In Farmington and other small towns of the Middle West this sort of
thing was the principal stock in trade of those who would lead their
brethren to the worship of the current god; the evangelist assured
his hearers that their town was overrun by harlots, and that brothels
abounded in which prominent men abandoned themselves to
shameful orgies, while church attendance dwindled, and collections
became smaller and smaller, and chicken appeared less and less
frequently upon the ministerial table. His tirades were generally in
this fashion:
“Shall we permit these painted daughters of Jezebel, these
bedizened hussies, to stalk the streets of this fair city and flaunt
their sin in the face of the Lord? Shall we permit them to lure our
sons and brothers into their vile haunts and ply their nefarious trade
in the very shadow of the House of God? No! I say NO! Jesus Christ
must live in this town!”
Immediately everyone shouted “Amen, Brother!” and “Praise the
Lord!” But it was sometimes difficult to determine whether the
congregation praised the Lord for inspiring the evangelist so
courageously to defy the harlots, or for permitting him to discover
them. If the Man of God could find them, why not the damned, too?
Certainly there were always many who wondered if the brother had
acquired any good addresses or telephone numbers since coming to
town. Not infrequently, indeed, he was stealthily shadowed home by
young men eager to settle this question.
These charges and denunciations were repeated, with trimmings, at
the meetings for men only which were always a most interesting
feature of the revivals. At similar gatherings for women, or ladies, as
we called them in small-town journalism, his wife or a devout Sister
discussed the question from the feminine viewpoint. What went on
at these latter conclaves I do not know, though I can guess, for I
have often seen young girls coming out of them giggling and
blushing. The meetings for men were juicy, indeed. The evangelist
discussed all angles of the subject, and in a very free manner. His
own amorous exploits before he was converted were recited in
considerable detail, and he painted vivid word pictures of the
brothels he had visited, both as a paying client and in the course of
his holy work. Almost invariably they were subterranean palaces
hung with silks and satins, with soft rugs upon the floor, and filled
with a vast multitude of handsome young women, all as loose as
ashes. Having thus intimated, with some smirking, that for many
years he was almost the sole support of harlotry, he became
confidential. He leaned forward and said:
“There are such Dens of the Devil right here in your town!”
This was first-hand information, and immediately there was a stir in
the audience, many of his hearers betraying an eagerness to be
gone. But before they could get away the evangelist thundered:
“Shall we permit them to continue their wicked practices?”
I always hoped to be present some day when the audience forgot
itself and answered that question with the thought that was so
plainly in its mind, namely, “Yes!” But, alas, I never heard it,
although there was much shouting of “Amen!” and “Glory to God!”
These meetings for men only were generally held in the afternoon,
and their net result was that the business of the drug store
increased immediately, and when night fell bands of young good-for-
nothings scurried hither and yon about the town, searching
feverishly for the Dens of the Devil. They searched without fear,
confident that modern science would save them from any untoward
consequences, and knowing that no matter what they did they
would go to Heaven if they permitted a preacher to intercede for
them in the end, or a priest to sprinkle them with holy water.

• EXERCISE SET:
**A)** Reproduce the passage on small-town revival meetings between "Immediately everyone shouted" and "the damned, too?", inclusive.
**B)** Resume the passage on small-town revival meetings with new sentences that follow its final line.
The listing that comes next is separate material, apart from the passage on small-town revival meetings.

• SUPPLIED MATERIAL:
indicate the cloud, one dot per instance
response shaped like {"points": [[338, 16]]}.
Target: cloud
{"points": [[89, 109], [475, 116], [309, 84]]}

• ANSWERS PROVIDED:
**A)**
Immediately everyone shouted “Amen, Brother!” and “Praise the
Lord!” But it was sometimes difficult to determine whether the
congregation praised the Lord for inspiring the evangelist so
courageously to defy the harlots, or for permitting him to discover
them. If the Man of God could find them, why not the damned, too?

**B)**
But the Dens of the Devil were not found, neither in Farmington nor
in any other small town in that region, for the very good reason that
they did not exist. The evangelist did not know what he was talking
about; he was simply using stock blather which he had found by
experience would excite the weak-minded to both sexual and
religious emotions. He knew that when they were thus upset they
would be less likely to question his ravings—that they would be more
pliable in his hands and easier to convert.
Our small towns were not overrun by harlots simply because harlotry
could not flourish in a small town. It was economically impossible;
there were not enough cash customers to make the scarlet career
profitable. Also, the poor girls had to meet too much competition
from emotional ladies who had the professional spirit but retained
their amateur standing by various technicalities. And harlots, like the
rest of us, had to live; they required the same sort of raiment and
food that sufficed their virtuous sisters; it was not until they died
that they wore nothing but the smoke of Hell and were able to
subsist on a diet of brimstone and sulphur.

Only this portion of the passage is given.